== What this task involves ==
All of the data, word for word and free of pictures, is the expected result.

*** Begin section ***

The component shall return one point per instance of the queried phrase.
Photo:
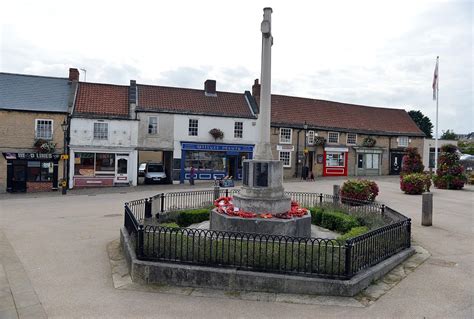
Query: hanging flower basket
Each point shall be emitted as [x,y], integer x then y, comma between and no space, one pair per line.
[216,133]
[319,141]
[369,142]
[46,147]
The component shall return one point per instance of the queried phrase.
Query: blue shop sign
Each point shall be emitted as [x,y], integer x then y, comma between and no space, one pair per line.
[216,147]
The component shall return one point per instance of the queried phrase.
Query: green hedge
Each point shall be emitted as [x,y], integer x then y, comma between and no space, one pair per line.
[192,216]
[333,220]
[354,232]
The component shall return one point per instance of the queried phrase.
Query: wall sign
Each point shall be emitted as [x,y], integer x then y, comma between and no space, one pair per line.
[319,158]
[31,156]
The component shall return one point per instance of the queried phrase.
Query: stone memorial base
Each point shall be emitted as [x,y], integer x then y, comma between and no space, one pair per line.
[296,227]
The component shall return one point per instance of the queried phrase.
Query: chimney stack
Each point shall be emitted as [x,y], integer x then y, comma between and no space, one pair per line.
[210,88]
[73,74]
[256,90]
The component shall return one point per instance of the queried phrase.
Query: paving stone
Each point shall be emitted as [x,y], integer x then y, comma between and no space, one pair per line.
[6,302]
[32,312]
[8,313]
[25,299]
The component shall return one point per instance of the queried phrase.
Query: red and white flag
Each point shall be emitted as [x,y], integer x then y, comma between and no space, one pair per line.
[435,81]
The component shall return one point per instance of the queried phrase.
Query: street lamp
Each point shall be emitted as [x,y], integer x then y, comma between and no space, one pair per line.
[304,170]
[64,126]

*** End section ***

== Task output ==
The component shall return one point per instance of the queried phrase.
Photo:
Query: hanging flower basket
Each point shall be emitted as [x,y], integer x then y, comma between and no space, one pair per line.
[216,133]
[319,141]
[369,142]
[46,147]
The component shall return one point per instance of the queried phrase.
Query: blue shop sign
Each point shall be emitted as [x,y], integer x then y, comma between and no space, one pair per line.
[216,147]
The component shall return one point per instance of the queried phrase.
Query: green hedge
Each point shall be emitted as [x,y], integer x then y, comma between and no space, one pair per line.
[192,216]
[333,220]
[354,232]
The component shall return one point per instance of the queried phrase.
Query: wall sign
Each point shall be emitted as [x,y], integer x then y, comma between and no space, one pair per line.
[319,158]
[31,156]
The component shall return one point per instance of the queried phrase.
Query: stone memorial base
Each point shall be emitted as [x,y], integer x then y, comma between and no space, one pair per line.
[296,227]
The component shall return one point per instance of the queried phrase.
Query: chimney stack
Each point shall be emitted as [x,y], integer x then y, comma between and no space, one pair per line.
[210,88]
[73,74]
[256,90]
The component shall return one point per instance of the queried phrase.
Query: paving stone
Each point shall be emitted as [x,y], integer x then y, comma between and no space, one pair per line.
[6,302]
[32,312]
[8,313]
[25,299]
The component shall return one point per instance of the queried phrase.
Query: red and white flag
Each point shall be emitted as [x,y], integer x then y, comma between and no space, one pair per line.
[435,81]
The component shall return one point per instance of the queried phrase.
Query: street lamp
Each point shall be emitted as [x,y], integer x then y, comma between and no space, one pair per line.
[304,170]
[64,126]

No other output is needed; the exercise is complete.